GOAL ->
Can you change "fishing line" to "fishing reel" throughout the records below and give them back otherwise unchanged?

━━━ GIVEN ENTRIES

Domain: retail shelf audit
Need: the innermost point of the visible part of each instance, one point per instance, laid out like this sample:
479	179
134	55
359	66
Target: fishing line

━━━━━━

WRITTEN ANSWER ->
Domain: retail shelf audit
Need: the innermost point of the visible part of each instance, one point per instance, laid out like this sample:
479	179
134	55
359	66
Target: fishing reel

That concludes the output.